Task requirements:
Report every line in the rows below that contains the word "television", copying each such line whole. Case counts.

Data provided:

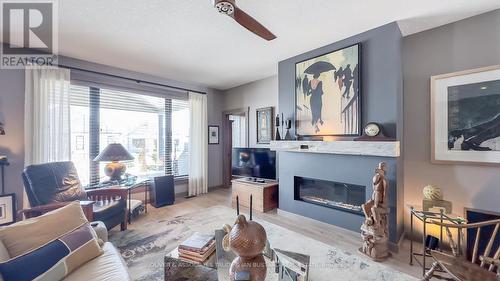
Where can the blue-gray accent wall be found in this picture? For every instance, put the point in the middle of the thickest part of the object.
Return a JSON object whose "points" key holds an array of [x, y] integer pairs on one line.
{"points": [[382, 102]]}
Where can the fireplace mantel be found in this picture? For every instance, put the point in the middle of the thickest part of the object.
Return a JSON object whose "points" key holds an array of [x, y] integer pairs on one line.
{"points": [[365, 148]]}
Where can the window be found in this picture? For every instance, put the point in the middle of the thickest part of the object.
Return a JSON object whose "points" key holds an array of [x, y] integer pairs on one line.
{"points": [[142, 124], [180, 137]]}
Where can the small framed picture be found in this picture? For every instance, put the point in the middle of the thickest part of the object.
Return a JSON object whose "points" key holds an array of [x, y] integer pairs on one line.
{"points": [[264, 125], [465, 116], [213, 134], [7, 209]]}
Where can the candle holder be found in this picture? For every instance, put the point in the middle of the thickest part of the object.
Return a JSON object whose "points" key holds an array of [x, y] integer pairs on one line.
{"points": [[288, 124]]}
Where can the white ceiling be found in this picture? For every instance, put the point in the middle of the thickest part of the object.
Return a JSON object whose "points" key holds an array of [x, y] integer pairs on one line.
{"points": [[189, 41]]}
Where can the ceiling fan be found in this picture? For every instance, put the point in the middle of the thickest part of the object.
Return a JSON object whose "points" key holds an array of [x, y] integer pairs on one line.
{"points": [[228, 7]]}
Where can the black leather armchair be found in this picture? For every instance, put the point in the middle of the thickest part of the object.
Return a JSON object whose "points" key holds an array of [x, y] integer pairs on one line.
{"points": [[51, 185]]}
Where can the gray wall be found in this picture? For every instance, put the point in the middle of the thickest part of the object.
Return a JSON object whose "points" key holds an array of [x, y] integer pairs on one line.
{"points": [[467, 44], [12, 114], [382, 102], [258, 94]]}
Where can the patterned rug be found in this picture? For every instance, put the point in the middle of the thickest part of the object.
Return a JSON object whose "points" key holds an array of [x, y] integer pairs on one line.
{"points": [[143, 249]]}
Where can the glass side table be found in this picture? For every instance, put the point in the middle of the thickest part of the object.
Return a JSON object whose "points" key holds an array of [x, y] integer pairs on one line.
{"points": [[427, 217]]}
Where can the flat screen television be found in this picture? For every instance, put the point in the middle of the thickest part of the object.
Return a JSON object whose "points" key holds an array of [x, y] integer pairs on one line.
{"points": [[254, 162]]}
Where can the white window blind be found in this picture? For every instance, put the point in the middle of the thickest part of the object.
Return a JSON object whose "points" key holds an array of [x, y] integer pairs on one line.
{"points": [[154, 130], [180, 138]]}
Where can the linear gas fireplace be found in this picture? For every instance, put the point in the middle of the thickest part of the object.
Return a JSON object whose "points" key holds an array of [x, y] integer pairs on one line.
{"points": [[336, 195]]}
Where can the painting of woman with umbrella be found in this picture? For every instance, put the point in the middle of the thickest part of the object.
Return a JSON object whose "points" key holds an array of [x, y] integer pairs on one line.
{"points": [[327, 96]]}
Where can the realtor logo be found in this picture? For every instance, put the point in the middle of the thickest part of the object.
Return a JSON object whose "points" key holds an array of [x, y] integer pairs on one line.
{"points": [[29, 34]]}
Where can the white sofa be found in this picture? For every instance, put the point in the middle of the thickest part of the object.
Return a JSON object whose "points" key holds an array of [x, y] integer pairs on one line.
{"points": [[107, 267]]}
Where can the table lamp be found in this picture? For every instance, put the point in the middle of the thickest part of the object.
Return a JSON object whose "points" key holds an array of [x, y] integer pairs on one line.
{"points": [[114, 153]]}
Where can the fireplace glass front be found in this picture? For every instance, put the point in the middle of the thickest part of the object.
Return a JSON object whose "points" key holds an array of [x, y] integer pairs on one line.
{"points": [[336, 195]]}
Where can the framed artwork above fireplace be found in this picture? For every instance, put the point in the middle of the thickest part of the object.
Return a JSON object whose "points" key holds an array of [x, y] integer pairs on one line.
{"points": [[328, 94]]}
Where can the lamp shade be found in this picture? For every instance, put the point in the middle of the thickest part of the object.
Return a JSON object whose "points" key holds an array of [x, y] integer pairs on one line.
{"points": [[114, 152]]}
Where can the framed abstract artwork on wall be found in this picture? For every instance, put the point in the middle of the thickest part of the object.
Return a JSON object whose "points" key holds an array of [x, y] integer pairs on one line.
{"points": [[213, 134], [465, 116], [328, 94]]}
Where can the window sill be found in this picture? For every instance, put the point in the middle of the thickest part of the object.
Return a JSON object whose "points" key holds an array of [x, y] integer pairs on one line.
{"points": [[181, 179]]}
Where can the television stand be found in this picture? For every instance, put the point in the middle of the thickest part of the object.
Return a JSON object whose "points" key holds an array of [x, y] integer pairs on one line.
{"points": [[264, 193]]}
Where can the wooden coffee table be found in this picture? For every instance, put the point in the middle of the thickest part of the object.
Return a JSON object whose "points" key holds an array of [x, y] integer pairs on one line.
{"points": [[216, 267]]}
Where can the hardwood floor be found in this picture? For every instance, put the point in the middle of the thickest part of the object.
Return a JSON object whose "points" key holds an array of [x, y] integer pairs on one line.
{"points": [[326, 233]]}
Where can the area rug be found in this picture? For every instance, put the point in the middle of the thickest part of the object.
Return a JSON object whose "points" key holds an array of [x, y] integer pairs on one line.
{"points": [[144, 249]]}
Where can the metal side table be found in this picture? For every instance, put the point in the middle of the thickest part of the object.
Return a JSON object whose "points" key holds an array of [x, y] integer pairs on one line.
{"points": [[426, 217]]}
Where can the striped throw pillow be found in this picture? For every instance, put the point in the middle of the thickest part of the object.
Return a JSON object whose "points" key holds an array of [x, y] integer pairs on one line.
{"points": [[56, 258]]}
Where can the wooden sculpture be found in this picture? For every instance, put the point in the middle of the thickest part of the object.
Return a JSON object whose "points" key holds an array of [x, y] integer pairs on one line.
{"points": [[247, 239], [375, 229]]}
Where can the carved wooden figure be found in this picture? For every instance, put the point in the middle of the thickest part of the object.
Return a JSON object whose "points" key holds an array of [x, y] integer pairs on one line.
{"points": [[375, 229]]}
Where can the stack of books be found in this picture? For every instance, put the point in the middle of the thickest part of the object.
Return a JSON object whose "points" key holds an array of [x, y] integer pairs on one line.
{"points": [[197, 248]]}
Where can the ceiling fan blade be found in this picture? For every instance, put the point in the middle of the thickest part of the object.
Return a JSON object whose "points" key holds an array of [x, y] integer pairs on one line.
{"points": [[251, 24]]}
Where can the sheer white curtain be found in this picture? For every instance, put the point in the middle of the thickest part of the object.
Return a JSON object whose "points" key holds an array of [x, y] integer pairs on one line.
{"points": [[198, 145], [47, 119]]}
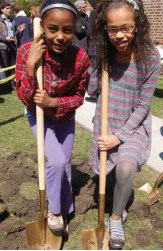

Task result:
Where can the flat screen television be found in this picture? For every instance, put the point in the middle of the thickest part of the object.
Where can the television stand be found in this picture? For every instance, put the point in the middle of the thickest part of the object.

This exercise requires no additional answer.